PROBLEMS TO WORK ON
A) Check each statement against the measles article. Answer yes or no and quote the words of the article that decide it. (i) Reported measles cases worldwide in 2019 so far total 364,808. (ii) Cases in the western Pacific rose 900 percent year-on-year. (iii) The WHO believes about half of actual measles cases are reported worldwide.
B) In the measles article, who told reporters in Geneva that the number was "the highest [registered] since 2006"?
C) Continue the measles article after its final sentence.

SOURCE DOCUMENT
══════════════════════════════

Measles cases triple around the world, WHO warns

  15 August 2019    Read: 1621
Measles cases triple around the world, WHO warns

Measles cases worldwide have nearly tripled in the first seven months of this year compared with the same period in 2018, the World Health Organization (WHO) has warned, AzVision.az reported citing Al Jazeera. 

The highly-contagious disease can be entirely prevented through a two-dose vaccine, but experts have in recent months sounded the alarm over declining vaccination rates.

According to new data by the United Nations health agency, 364,808 measles cases have so far been reported globally in 2019, up from 129,239 cases last year.

The number is "the highest [registered] since 2006," WHO spokesman Christian Lindmeier told reporters in Geneva on Tuesday.

The rapidly-growing figure is especially worrying since only about one in 10 actual measles cases is believed to be reported worldwide, according to the WHO.

Measles cases have soared around the world, with the African region seeing a 900-percent jump in cases year-on-year, while cases rose 230 percent in the western Pacific.

══════════════════════════════

RECORDED DATA

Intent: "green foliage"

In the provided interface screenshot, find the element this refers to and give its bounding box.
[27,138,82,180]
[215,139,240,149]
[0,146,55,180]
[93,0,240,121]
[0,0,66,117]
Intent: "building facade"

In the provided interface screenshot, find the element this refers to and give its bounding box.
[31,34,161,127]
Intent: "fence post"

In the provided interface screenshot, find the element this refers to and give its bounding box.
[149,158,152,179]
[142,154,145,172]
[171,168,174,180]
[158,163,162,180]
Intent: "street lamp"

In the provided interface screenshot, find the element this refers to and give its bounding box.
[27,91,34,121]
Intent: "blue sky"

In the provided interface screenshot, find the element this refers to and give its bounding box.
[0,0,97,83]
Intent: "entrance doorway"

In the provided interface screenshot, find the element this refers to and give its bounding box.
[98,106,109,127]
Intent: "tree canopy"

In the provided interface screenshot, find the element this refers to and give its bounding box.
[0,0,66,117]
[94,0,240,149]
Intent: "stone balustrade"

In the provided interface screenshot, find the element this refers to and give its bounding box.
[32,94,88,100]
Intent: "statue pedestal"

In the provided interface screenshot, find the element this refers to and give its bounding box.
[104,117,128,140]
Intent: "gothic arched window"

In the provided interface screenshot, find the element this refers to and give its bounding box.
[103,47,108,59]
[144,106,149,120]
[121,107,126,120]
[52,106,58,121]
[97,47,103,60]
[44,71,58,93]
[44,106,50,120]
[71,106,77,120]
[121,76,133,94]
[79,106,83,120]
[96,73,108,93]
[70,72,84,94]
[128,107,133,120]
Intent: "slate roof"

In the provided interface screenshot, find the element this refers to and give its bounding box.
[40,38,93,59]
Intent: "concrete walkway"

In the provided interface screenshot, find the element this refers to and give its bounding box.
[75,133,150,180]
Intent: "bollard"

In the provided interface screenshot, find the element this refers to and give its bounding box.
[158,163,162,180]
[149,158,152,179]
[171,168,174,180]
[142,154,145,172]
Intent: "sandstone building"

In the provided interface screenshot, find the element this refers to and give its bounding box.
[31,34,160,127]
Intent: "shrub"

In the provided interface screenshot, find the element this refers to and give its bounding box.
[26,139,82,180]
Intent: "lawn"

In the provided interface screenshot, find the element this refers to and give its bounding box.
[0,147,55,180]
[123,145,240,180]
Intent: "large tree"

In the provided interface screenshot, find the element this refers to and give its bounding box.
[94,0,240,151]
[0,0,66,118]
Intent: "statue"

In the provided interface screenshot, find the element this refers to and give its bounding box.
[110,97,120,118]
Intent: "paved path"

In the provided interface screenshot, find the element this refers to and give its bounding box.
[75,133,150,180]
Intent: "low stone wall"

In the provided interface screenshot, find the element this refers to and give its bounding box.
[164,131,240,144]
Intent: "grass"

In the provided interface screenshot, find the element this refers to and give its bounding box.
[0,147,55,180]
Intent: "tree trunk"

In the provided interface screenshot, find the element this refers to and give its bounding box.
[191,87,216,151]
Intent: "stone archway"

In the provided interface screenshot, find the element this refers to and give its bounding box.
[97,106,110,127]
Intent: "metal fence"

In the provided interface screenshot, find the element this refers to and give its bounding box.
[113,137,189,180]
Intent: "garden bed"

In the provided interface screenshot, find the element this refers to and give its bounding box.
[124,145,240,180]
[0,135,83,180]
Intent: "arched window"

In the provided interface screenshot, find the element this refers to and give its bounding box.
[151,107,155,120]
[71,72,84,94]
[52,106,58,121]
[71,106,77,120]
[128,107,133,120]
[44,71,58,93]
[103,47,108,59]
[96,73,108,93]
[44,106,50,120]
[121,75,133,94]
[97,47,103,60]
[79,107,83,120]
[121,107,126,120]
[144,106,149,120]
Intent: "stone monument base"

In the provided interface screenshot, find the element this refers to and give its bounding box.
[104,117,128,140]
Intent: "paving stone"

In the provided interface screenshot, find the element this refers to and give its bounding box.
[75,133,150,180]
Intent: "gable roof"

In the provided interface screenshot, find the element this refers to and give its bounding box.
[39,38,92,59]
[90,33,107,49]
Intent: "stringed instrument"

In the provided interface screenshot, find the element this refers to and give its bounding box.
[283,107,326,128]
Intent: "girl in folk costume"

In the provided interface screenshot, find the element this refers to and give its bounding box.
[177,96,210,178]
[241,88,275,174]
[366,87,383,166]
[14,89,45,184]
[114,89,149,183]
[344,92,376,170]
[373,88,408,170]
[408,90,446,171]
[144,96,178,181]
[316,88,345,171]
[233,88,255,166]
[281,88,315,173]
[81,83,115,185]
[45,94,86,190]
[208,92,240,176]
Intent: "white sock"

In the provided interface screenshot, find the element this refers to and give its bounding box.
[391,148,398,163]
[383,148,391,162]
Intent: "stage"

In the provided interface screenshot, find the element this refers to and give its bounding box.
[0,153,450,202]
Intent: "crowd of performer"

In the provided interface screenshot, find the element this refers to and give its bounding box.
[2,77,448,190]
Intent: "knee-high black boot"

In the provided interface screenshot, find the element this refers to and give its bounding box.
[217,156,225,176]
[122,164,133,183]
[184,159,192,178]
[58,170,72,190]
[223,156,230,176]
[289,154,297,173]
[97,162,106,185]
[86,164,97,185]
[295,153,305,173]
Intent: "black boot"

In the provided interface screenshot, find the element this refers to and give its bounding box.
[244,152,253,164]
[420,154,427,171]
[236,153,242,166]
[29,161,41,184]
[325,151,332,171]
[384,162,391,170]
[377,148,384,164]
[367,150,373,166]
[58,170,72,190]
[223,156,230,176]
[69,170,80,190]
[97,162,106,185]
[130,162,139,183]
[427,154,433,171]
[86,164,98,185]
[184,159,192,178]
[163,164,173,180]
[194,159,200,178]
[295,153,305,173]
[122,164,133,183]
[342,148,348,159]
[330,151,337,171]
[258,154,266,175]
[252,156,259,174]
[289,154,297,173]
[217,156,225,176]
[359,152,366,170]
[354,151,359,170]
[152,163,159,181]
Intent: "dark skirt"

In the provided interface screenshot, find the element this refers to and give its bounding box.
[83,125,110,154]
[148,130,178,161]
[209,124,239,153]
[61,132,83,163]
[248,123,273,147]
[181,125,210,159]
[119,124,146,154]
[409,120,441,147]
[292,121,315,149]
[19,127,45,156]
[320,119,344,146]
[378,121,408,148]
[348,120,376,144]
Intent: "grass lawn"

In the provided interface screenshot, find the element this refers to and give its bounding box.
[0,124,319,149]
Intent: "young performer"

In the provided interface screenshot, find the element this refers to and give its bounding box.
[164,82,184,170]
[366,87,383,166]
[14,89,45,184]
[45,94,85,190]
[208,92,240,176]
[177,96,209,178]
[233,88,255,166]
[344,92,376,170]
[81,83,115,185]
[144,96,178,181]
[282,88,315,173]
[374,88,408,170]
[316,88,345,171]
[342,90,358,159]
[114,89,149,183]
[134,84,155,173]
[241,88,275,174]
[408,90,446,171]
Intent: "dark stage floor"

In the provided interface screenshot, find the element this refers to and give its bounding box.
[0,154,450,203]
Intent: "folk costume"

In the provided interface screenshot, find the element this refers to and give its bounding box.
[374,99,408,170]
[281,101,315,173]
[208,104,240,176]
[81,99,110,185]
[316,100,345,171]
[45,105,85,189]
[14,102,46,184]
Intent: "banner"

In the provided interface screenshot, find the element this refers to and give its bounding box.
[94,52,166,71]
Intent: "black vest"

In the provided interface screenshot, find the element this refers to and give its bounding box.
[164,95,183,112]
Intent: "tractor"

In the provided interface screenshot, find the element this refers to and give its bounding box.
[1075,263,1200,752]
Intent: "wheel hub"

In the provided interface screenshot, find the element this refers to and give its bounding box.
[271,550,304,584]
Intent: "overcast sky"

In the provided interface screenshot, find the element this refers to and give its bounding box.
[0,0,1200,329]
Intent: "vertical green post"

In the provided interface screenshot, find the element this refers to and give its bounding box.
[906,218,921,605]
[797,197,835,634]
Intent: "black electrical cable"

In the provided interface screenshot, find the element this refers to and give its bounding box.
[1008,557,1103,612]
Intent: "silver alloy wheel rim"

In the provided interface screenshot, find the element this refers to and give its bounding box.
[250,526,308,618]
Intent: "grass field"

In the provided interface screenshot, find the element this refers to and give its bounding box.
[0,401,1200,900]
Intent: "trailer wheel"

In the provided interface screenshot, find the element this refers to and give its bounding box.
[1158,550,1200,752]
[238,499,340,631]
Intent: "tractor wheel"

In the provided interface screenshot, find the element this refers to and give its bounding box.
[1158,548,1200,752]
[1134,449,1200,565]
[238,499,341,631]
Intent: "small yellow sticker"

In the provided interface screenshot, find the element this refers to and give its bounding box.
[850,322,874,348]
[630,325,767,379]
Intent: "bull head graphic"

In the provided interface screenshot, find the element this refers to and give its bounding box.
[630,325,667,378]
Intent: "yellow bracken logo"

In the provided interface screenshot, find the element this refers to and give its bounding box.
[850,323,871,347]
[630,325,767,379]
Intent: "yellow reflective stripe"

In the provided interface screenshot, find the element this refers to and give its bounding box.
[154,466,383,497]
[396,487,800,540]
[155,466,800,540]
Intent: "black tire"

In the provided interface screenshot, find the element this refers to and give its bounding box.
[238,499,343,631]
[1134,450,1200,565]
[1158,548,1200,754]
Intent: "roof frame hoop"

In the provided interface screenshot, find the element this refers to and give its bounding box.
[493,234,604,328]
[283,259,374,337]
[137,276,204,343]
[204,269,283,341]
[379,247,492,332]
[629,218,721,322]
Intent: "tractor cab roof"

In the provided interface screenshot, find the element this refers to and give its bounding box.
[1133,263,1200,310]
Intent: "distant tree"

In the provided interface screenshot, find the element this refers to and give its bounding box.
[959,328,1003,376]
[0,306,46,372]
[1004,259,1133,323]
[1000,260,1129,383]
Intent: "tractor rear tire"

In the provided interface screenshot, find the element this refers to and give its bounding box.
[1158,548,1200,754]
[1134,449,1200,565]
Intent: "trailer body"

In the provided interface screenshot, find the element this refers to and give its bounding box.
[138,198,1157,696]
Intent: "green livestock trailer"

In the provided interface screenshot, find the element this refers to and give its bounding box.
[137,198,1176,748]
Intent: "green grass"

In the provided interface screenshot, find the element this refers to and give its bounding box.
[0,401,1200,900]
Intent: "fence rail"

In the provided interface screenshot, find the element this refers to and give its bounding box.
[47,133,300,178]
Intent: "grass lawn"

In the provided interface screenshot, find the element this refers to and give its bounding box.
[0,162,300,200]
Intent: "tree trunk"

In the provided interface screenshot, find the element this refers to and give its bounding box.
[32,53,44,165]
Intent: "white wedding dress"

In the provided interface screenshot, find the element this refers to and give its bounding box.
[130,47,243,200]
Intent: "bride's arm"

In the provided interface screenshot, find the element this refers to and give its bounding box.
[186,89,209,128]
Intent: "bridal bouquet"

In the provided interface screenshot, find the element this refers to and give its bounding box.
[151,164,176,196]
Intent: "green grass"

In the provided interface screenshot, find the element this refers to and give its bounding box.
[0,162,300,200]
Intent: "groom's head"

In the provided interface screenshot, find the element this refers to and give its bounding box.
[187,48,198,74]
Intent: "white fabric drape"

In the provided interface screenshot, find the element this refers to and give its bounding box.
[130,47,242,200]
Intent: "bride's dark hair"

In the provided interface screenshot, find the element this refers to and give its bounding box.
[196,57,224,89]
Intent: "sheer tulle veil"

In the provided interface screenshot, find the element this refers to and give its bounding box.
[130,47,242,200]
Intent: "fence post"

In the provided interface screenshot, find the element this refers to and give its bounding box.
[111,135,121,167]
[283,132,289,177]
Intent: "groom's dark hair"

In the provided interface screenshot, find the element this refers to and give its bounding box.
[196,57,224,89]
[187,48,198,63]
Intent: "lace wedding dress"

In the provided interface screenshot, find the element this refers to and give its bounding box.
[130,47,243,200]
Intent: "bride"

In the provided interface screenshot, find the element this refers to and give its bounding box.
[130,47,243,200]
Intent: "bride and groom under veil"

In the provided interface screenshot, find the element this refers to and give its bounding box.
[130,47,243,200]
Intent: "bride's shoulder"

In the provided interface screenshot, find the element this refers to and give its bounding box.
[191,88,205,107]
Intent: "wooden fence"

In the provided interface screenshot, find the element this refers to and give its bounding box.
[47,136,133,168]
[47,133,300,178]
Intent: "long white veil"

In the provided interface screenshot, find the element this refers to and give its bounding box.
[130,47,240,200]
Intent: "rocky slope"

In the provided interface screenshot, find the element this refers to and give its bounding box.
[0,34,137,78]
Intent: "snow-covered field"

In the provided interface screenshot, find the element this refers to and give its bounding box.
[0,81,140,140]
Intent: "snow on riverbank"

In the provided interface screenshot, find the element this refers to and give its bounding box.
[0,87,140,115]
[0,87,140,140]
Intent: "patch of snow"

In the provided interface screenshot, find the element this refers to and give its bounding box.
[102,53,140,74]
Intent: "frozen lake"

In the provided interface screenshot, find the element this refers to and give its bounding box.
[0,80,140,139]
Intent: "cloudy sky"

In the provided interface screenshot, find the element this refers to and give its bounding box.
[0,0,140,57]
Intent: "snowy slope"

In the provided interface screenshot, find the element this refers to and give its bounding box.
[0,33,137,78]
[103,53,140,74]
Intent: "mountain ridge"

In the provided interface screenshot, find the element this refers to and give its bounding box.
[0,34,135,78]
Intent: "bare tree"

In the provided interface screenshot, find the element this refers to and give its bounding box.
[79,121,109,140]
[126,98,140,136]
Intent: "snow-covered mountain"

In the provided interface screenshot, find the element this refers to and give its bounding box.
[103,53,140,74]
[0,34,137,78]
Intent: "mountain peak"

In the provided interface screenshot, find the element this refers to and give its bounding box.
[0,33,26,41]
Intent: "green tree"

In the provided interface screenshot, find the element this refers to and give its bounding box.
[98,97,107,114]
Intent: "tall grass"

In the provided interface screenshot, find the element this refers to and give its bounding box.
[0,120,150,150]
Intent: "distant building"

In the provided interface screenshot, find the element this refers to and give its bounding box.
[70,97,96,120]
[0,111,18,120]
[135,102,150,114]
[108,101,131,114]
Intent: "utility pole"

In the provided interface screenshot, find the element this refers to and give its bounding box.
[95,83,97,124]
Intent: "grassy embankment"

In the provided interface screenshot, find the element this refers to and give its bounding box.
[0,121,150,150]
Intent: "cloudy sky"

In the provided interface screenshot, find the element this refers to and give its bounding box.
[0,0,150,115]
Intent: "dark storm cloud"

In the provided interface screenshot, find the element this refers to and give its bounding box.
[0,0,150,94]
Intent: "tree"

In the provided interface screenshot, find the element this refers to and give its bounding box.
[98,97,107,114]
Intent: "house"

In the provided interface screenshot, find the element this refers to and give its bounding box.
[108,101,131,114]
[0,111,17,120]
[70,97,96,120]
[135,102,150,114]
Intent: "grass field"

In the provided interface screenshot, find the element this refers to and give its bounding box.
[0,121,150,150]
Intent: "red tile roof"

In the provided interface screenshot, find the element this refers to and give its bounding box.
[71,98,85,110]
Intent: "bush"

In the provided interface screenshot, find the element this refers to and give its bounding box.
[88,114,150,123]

══════════════════════════════

EXPECTED OUTPUTS
A)
(i) Yes: "364,808 measles cases have so far been reported globally in 2019"
(ii) No: "cases rose 230 percent in the western Pacific"
(iii) No: "only about one in 10 actual measles cases is believed to be reported worldwide"

B) WHO spokesman Christian Lindmeier.

C)
The Democratic Republic of the Congo (DRC), Madagascar and Ukraine registered the highest number of cases, while Angola, Cameroon, Chad, Kazakhstan, Nigeria, the Philippines, Sudan, South Sudan and Thailand have all seen major outbreaks of the disease.

The United States has registered 1,164 cases so far this year, compared with 372 for all of 2018 and the highest number on record in a quarter-century.

And in the European region, nearly 90,000 cases have been registered this year - well above the 84,462 cases recorded last year.

Meanwhile, in Madagascar, which registered around 127,500 cases during the first half of this year alone, numbers have dropped considerably in recent months following an emergency national vaccination campaign, the WHO said.